** START EXCERPTED RECORDS **

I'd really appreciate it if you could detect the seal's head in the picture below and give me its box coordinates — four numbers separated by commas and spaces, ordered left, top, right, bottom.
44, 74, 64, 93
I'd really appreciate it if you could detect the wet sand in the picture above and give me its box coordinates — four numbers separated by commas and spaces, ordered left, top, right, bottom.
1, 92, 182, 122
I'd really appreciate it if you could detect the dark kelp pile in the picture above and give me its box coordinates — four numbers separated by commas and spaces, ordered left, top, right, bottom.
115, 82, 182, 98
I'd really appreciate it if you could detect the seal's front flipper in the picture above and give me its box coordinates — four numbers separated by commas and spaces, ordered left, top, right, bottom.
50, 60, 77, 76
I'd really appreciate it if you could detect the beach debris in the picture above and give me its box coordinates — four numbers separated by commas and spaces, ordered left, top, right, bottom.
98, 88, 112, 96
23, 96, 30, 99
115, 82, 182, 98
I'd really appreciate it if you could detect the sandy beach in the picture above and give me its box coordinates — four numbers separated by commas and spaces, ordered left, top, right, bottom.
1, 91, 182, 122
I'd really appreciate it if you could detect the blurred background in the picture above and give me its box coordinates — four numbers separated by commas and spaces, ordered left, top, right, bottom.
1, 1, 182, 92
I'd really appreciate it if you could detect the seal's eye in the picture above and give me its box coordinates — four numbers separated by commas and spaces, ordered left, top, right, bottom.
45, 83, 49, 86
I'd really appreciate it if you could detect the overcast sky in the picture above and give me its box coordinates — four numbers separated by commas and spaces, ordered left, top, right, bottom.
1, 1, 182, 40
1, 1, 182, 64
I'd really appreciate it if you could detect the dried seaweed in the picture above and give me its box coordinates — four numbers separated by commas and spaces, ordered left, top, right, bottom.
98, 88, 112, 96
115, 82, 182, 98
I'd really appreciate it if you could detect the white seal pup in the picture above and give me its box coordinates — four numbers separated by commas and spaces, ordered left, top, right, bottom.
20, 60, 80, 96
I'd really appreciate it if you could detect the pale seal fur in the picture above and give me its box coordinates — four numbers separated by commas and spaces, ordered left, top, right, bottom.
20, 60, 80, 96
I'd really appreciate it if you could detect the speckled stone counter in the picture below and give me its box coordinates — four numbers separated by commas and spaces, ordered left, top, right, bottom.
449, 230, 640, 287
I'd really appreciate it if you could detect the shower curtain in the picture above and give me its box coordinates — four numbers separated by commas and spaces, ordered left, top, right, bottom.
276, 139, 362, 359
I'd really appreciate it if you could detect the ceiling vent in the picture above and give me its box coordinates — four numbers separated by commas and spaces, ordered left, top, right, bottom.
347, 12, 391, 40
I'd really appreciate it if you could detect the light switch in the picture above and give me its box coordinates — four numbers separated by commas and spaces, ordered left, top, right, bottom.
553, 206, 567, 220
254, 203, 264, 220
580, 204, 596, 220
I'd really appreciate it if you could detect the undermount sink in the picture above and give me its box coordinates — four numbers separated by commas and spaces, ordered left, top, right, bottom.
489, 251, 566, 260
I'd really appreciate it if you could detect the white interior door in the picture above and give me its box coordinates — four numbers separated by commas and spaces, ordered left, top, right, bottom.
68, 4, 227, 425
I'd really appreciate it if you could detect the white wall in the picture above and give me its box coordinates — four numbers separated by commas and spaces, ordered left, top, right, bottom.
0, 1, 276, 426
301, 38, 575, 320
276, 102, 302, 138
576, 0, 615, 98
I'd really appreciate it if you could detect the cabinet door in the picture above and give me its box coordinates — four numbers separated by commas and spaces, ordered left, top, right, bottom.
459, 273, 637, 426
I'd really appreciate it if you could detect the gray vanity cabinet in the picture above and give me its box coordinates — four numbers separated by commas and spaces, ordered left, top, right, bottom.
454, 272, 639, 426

** END EXCERPTED RECORDS **

Rewrite all the items above, putting "corner coordinates" wherever "box coordinates" appears and leaving everything else unchanged.

→ SOLUTION BELOW:
I'd really appreciate it if you could detect the seal's head in the picture below and give me its corner coordinates — four numbers separated by commas and spaces, ordered left, top, right, bottom.
44, 74, 64, 93
I'd really appreciate it if you could detect the wet sand in the picture above and give me its corner coordinates — four numbers separated by commas and spaces, ordered left, top, right, bottom.
1, 92, 182, 122
I'd really appreciate it if you could detect the dark kelp pile in the picture above and give me its corner coordinates — four numbers separated by commas and spaces, ordered left, top, right, bottom.
115, 82, 182, 98
I'd really appreciate it if you could detect the seal's front flipper in the picture above and give me its corner coordinates — four numbers separated by commas and spaces, ordered left, top, right, bottom.
50, 60, 77, 76
I'd really appreciate it if you could detect the beach debris in the picture above and give me its corner coordinates — four numbers separated by commas and spaces, ordered left, top, right, bottom.
98, 88, 112, 96
23, 96, 30, 99
115, 82, 182, 98
I'd really appreciate it if you could detect the sandy beach in the picture above and give me its corner coordinates — four numbers separated by commas and spaces, ordered left, top, right, bottom.
1, 91, 182, 122
I'd really appreciate it if you could detect the blurred background in the picture above and give me its corner coordinates — four numbers separated by commas and spaces, ordered left, top, right, bottom.
1, 1, 182, 92
I'd really appreciate it if you could detect the seal's eye in the picture above and give me its corner coordinates — four numbers separated by commas and spaces, ordered left, top, right, bottom.
45, 83, 49, 86
I'd really appreciate it if you could detect the overcast sky in the picture above and give me its corner coordinates — four numbers separated by commas and spaces, ordered left, top, right, bottom.
1, 1, 182, 40
1, 1, 182, 64
I'd really appreciate it if you could detect the dried seaweed in the picture above and give me its corner coordinates — four numbers separated by commas and spaces, ordered left, top, right, bottom.
98, 88, 112, 96
115, 82, 182, 98
I'd really appreciate it if you could detect the white seal pup in the picture above and give me its corner coordinates — four numbers separated by commas and spaces, ordered left, top, right, bottom.
20, 60, 80, 96
I'd really appreciate it if you could detect the pale seal fur in the picture above and give me its corner coordinates — four numbers separated by commas and spaces, ordered left, top, right, bottom.
20, 60, 80, 96
I'd really appreciate it if you could detect the speckled stone counter in the picture below and give me its corner coordinates — four numbers separated by commas and spaces, ordered left, top, right, bottom.
449, 230, 640, 287
I'd really appreciate it if you could detect the shower curtain in the picture above and give me its corner coordinates — four numbers separated by commas and spaces, ordered left, top, right, bottom.
276, 139, 362, 359
I'd really appreciate it if you could detect the ceiling vent in the picture above and give me its corner coordinates — four numbers separated by commas and spaces, ordered left, top, right, bottom.
347, 12, 391, 40
I'd really appreciate it if you could detect the light switch in the picture above and give me its corner coordinates — four numbers separated by commas and spaces, ordered left, top, right, bottom.
553, 206, 567, 220
254, 203, 264, 220
580, 204, 596, 220
I'd really appreciate it if you could detect the undermount sink in the picture above and give me its corner coordinates — four numbers separated by commas and spaces, ordered left, top, right, bottom.
489, 251, 566, 260
I'd really appreciate it if you could detect the white interior door in the picture above and give me its corner coordinates — four numbers separated by commas and spaces, ordered left, top, right, bottom.
68, 4, 227, 425
I'd really appreciate it if you could detect the white wall in the picture above and give me its corner coordinates — four numbers separated by commas and spaces, ordered left, top, right, bottom.
0, 1, 276, 426
301, 38, 575, 320
276, 102, 302, 138
576, 0, 615, 98
I'd really appreciate it if you could detect the cabinet door in the picture above and give me its corner coordinates — four numbers separated by commas and spaces, ordered left, top, right, bottom.
459, 273, 637, 426
I'd really appreciate it if you could detect the gray vanity cabinet in the picture above and give me its corner coordinates — four numbers separated by commas and spaces, ordered left, top, right, bottom.
454, 272, 639, 426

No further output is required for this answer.